*Work instructions:*
Using the data below, show every line where the word "instance" occurs.

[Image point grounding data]
▬▬▬▬▬▬▬▬▬▬

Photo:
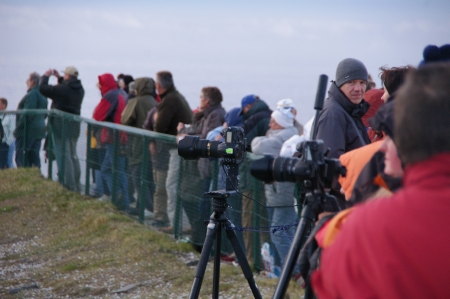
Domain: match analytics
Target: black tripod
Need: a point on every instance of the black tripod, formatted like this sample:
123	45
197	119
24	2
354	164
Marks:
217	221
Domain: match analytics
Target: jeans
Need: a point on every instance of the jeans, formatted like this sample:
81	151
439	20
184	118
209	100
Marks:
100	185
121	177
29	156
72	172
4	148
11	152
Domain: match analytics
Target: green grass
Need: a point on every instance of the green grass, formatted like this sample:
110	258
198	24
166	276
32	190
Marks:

▬▬▬▬▬▬▬▬▬▬

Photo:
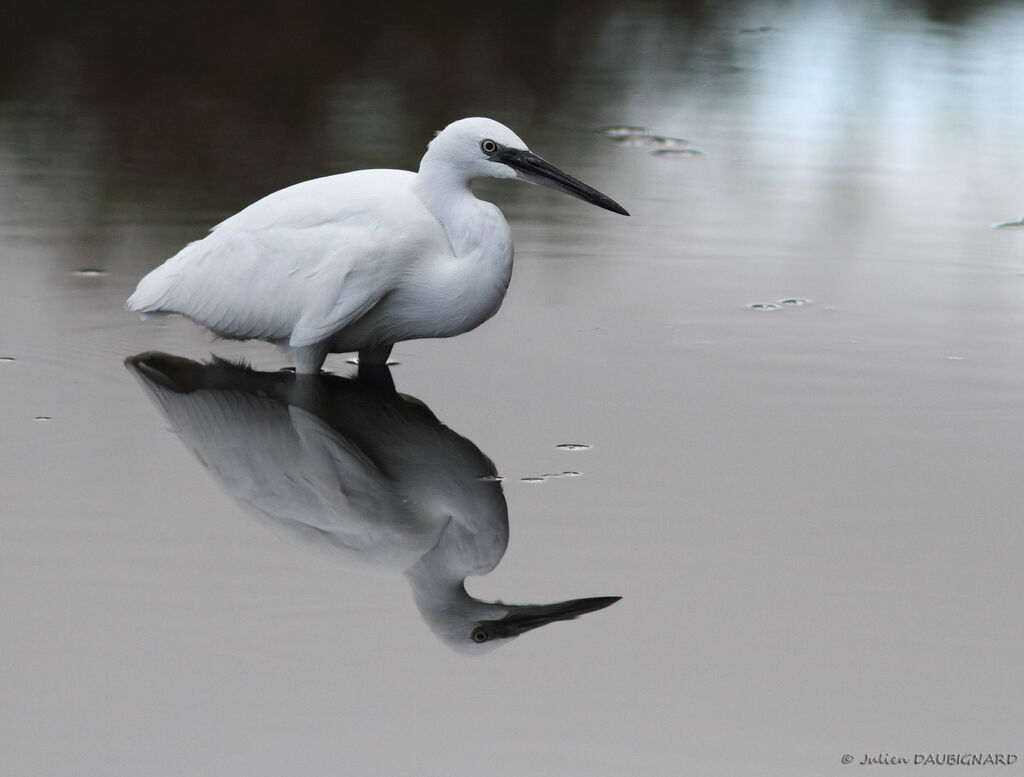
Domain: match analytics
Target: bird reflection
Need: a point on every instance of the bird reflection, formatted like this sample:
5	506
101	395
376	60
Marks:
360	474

▬▬▬▬▬▬▬▬▬▬

*Task result:*
Need: a point on every instance of the black tripod, formatted like this sample:
Need: a point on every instance of the jeans, formatted like this sample:
Need: a point on every instance of the green grass, formatted like this sample:
Need: a point on every instance of the bird reflection, formatted like this sample:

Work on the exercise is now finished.